- TASK OBJECTIVE: Transcribe the full listing exactly, and drop every picture.

- MATERIAL SHOWN:
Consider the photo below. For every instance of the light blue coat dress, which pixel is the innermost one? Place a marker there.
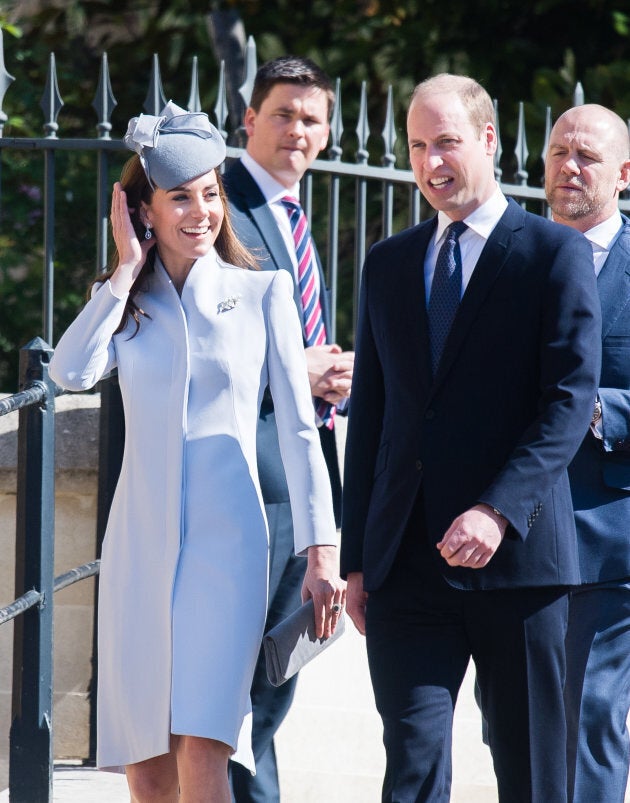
(183, 579)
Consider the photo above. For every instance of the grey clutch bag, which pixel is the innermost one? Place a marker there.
(292, 643)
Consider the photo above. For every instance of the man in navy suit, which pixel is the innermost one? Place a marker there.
(287, 127)
(458, 536)
(587, 166)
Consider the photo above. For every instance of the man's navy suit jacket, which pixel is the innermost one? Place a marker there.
(257, 229)
(500, 421)
(600, 472)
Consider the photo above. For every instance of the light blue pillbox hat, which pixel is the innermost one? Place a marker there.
(175, 147)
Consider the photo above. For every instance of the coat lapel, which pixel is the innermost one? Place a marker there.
(488, 267)
(613, 282)
(412, 303)
(262, 218)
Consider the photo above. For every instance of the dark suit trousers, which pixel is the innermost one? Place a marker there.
(598, 693)
(271, 704)
(421, 633)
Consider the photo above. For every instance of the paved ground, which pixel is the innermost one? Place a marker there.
(329, 748)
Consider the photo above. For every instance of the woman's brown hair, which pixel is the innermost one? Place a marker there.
(137, 189)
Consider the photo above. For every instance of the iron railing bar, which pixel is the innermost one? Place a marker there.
(22, 604)
(32, 394)
(69, 144)
(32, 598)
(78, 573)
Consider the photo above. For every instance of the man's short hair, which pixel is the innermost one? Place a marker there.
(476, 100)
(290, 70)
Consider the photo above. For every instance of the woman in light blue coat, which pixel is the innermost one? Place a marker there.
(183, 583)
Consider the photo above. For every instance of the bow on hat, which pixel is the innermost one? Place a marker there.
(183, 158)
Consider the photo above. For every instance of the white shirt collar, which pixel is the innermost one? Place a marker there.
(272, 190)
(482, 220)
(605, 232)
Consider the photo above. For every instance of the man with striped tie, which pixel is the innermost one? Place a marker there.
(287, 127)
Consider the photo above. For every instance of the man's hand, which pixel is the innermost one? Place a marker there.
(473, 538)
(357, 600)
(323, 584)
(329, 372)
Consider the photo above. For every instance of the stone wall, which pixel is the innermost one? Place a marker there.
(76, 459)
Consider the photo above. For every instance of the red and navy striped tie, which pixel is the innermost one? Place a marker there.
(313, 320)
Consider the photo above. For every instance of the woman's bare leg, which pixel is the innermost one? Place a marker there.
(202, 767)
(155, 780)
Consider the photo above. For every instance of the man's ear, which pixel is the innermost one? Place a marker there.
(144, 214)
(491, 139)
(624, 176)
(249, 119)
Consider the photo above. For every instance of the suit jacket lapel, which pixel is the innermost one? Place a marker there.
(263, 219)
(488, 267)
(413, 296)
(613, 281)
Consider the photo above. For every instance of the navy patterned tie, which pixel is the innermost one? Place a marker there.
(446, 290)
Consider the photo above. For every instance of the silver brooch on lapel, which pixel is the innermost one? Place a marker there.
(228, 304)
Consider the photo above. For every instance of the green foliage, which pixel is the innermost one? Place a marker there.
(534, 52)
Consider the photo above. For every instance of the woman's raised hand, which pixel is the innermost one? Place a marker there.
(132, 252)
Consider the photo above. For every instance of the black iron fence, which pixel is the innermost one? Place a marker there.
(351, 204)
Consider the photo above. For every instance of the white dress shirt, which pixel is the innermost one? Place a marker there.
(601, 238)
(273, 193)
(480, 224)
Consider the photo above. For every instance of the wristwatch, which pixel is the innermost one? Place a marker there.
(597, 412)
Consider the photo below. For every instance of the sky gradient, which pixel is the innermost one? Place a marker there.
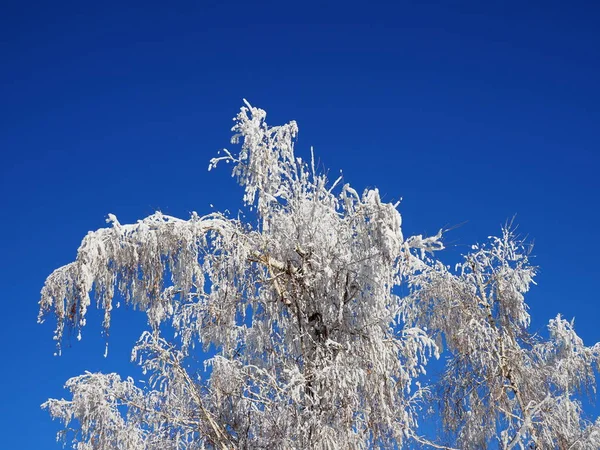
(471, 112)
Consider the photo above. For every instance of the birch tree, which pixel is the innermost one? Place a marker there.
(312, 347)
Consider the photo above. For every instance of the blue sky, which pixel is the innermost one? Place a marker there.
(470, 111)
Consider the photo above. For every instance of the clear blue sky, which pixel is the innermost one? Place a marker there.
(469, 111)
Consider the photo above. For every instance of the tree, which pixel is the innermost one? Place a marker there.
(313, 346)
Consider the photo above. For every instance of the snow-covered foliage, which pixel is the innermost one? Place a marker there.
(501, 383)
(313, 348)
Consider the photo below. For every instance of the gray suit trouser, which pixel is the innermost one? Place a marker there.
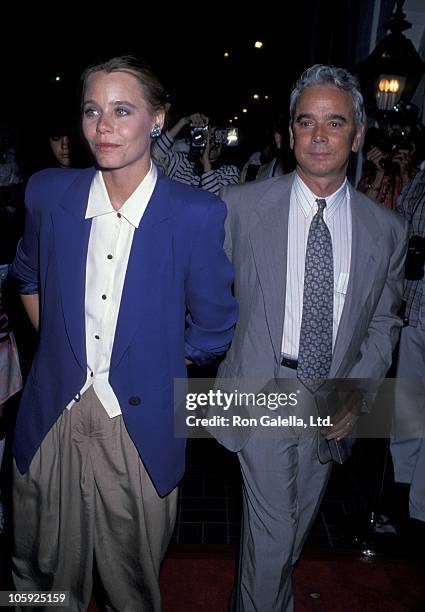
(283, 484)
(408, 443)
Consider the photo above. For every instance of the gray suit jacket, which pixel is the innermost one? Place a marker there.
(256, 244)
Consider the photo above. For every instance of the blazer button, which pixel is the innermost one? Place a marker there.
(134, 400)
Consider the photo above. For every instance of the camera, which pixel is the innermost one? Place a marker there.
(415, 260)
(389, 145)
(199, 136)
(227, 137)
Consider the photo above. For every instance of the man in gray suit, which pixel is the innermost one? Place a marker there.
(268, 226)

- WRITTEN RESPONSE:
Consider the photo below. For every instance of the light blue coat dress, which pixel is the innermost one? Place a marker there.
(183, 579)
Consider the photo above. For every instance of the grey clutch bag, which pixel is the innermost one? Place a marker there.
(292, 643)
Consider the photo above. For every instance of the man in navy suit, which pixel is the innermost one? Place a marker there.
(287, 127)
(458, 536)
(587, 166)
Consider the photo above. For every instance of the man's navy suit jacket, which pixel is the innermost one? Place a marker there.
(257, 229)
(500, 421)
(600, 472)
Consider the photo above. For every instance of the light blue pillbox hat, which pixel is the innermost one? Place a marker there.
(175, 147)
Consider the photo above. For every instance of the coat lapel, which pixel is the innermost one? Place a marker there.
(488, 267)
(613, 282)
(412, 303)
(262, 218)
Consider the photo above. For every instance of the dark suit trousers, which pixel is the innermost one? Place a marker there.
(598, 693)
(271, 704)
(421, 633)
Consider the photo above. For every instance of the paved ground, which pixel is the innermost one? Place a marker there.
(329, 748)
Consider the photo above. For every instance of the woman's brown hair, which pixel is the innermost one? Place a marker there.
(137, 189)
Consider the photo above. For every instance of the iron railing bar, which pixel is the innermost one? Place a marker there.
(22, 604)
(32, 394)
(69, 144)
(32, 598)
(78, 573)
Consider the photo above. For every instance of the man's short hair, which pixel is the innermost one? Place a marker there.
(476, 100)
(290, 70)
Consider the photo above. For every instance of the woman in light blue coat, which pixel is the innermost one? Place a marker there.
(183, 583)
Consider the photo above. For every instance of the bow on hat, which pixel is the innermost one? Place a marker there.
(183, 158)
Consider the photo above. For every instance of the white shirt collar, which pixel is the innermost one? Place a marker there.
(272, 190)
(482, 220)
(605, 232)
Consider the photo above. For every instance of the man with striped tie, which pixel is the innermost one? Place a marker there.
(287, 127)
Consider the photo above. For every instance of the man's hand, which pixel is the innermost one? Place a marker there.
(473, 538)
(357, 600)
(323, 584)
(329, 372)
Consider the photo above. For every instance of the stone wall, which pixel is the innermost one? Place a marker there.
(76, 459)
Consider the photo above. For every instance of the red and navy striped tie, which pixel is the innermost one? Place a marker there.
(313, 320)
Consider the photo above. For every instance of the woman's bare leg, which pixel is the innermost one? Place a marker there.
(202, 767)
(155, 780)
Consider the photo above. For every instance of the man's ear, which pixel is the innermost one? Place a marker there.
(144, 214)
(491, 139)
(624, 176)
(249, 119)
Consider the photo above. For every instance of the suit jacket lapel, which pixel is the innermost one? Place a marker there.
(263, 219)
(488, 267)
(413, 296)
(613, 281)
Consider the photo above. For every instance of the navy patterned tie, which pixel is the innermost one? Place a marker there.
(446, 290)
Consider the photo above. For every instance of the silver brooch on lapel, which pixel is the innermost one? Place a marker there.
(228, 304)
Consider the photo above. For every instance of the green foliage, which pixel is the innermost one? Place a marker there.
(534, 52)
Consider the photo above. For every instance of the woman's raised hand, which pixel is the innermost one? Place a marker there.
(132, 252)
Consider the photo above. For every instance of the black iron fence, which pixel is the innermost one? Place a marker there.
(351, 204)
Consider the photo above. For every instance of the white dress shirt, which pixel is the innermost one? Place a marker there.
(601, 238)
(273, 193)
(480, 224)
Consider the photo above. For every instance of the wristwatch, which pixel is the innermost one? Place a marker there.
(597, 412)
Consider the photo below. For every instance of the sky gradient, which pixel is the innermost one? Place a marker there.
(471, 112)
Consider the photo above. For every instance of the birch tree, which pixel is the innermost one? Place a marker there.
(312, 347)
Consider the photo above. For every instance of the blue sky, which pixel is the innermost one? Place a marker there.
(470, 111)
Consider the photo above. For every instance of the clear blue sky, which pixel is the innermost one? Place a marker there.
(469, 111)
Consider the photo above. For every instance of the tree, which pixel is the innermost one? Place a marker there.
(313, 346)
Consider the photo above. For every instance of the snow-covered foliage, which pixel is the innermost one? Place a marker there.
(501, 383)
(313, 348)
Consider the photo below. For every instance of the gray suit trouser, which pixel is the innermost one? Place a marker there.
(283, 484)
(408, 443)
Consider the photo above. For every instance of the gray suit jacket, which pixel is the innermost one? Place a marker there.
(256, 244)
Consider the photo above. For every instance of the blazer button, which pixel is the innermost one? Place a marker there.
(134, 400)
Consider the photo above. For every instance of the camera, which pixel is the innermost one? Place a marker there.
(415, 260)
(389, 145)
(199, 136)
(227, 137)
Consider the photo above. For every instance of the man in gray suit, which pixel is the innermost one? Place a marker there.
(268, 226)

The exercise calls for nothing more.